- **Directions for this task**:
Count the lines in the records below that contain the string "grass", where case counts. Give only the number.

================================

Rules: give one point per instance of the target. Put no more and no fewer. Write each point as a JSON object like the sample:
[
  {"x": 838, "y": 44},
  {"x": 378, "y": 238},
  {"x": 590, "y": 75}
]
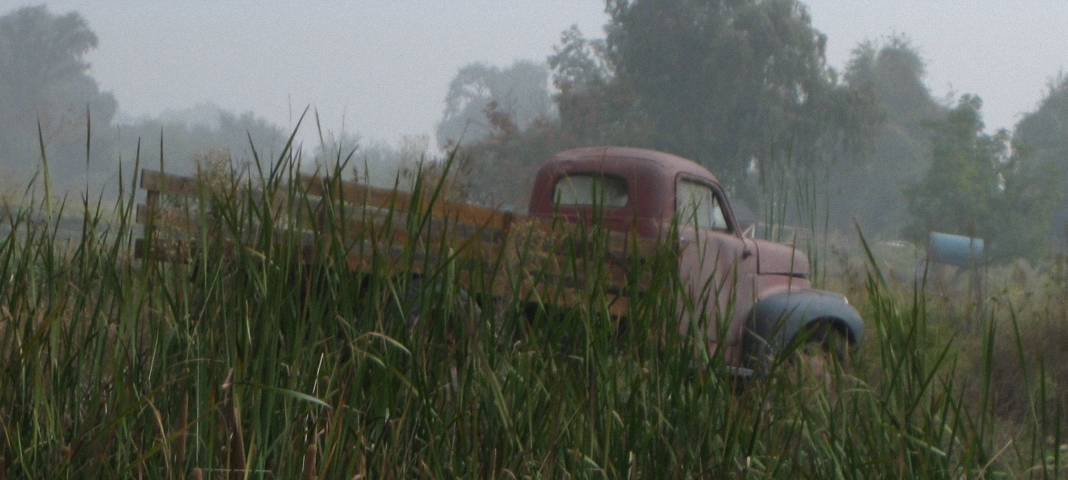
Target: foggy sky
[{"x": 381, "y": 68}]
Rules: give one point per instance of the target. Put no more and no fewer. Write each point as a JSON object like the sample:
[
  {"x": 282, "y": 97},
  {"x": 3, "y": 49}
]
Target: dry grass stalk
[{"x": 310, "y": 455}]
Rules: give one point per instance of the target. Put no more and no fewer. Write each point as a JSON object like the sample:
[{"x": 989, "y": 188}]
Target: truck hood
[{"x": 779, "y": 259}]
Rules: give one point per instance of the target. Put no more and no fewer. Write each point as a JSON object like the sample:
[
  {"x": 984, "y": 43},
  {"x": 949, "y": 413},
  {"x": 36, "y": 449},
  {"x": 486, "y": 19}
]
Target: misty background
[{"x": 905, "y": 117}]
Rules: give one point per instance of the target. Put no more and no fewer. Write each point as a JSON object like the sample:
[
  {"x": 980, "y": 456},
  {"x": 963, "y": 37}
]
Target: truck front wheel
[{"x": 821, "y": 356}]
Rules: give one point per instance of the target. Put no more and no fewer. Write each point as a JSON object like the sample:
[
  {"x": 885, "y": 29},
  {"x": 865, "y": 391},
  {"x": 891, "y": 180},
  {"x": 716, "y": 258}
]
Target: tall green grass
[{"x": 249, "y": 362}]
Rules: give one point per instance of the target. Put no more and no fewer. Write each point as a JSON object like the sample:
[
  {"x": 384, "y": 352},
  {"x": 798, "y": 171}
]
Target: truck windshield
[
  {"x": 699, "y": 206},
  {"x": 590, "y": 190}
]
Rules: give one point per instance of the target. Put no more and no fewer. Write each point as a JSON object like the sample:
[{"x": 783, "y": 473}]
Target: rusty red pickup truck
[
  {"x": 759, "y": 289},
  {"x": 750, "y": 297}
]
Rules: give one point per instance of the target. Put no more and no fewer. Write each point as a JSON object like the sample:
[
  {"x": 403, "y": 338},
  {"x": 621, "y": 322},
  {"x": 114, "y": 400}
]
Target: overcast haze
[{"x": 382, "y": 67}]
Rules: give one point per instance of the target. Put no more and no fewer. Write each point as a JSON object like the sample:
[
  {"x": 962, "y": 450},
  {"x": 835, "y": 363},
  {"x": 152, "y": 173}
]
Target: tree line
[
  {"x": 740, "y": 86},
  {"x": 743, "y": 88}
]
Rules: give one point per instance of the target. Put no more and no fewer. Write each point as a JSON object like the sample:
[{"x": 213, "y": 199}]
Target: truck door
[{"x": 716, "y": 264}]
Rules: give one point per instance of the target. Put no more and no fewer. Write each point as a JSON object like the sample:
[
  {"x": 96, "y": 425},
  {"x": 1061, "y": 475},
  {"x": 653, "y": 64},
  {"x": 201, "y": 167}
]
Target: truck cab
[{"x": 749, "y": 296}]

================================

- **Output for this task**:
2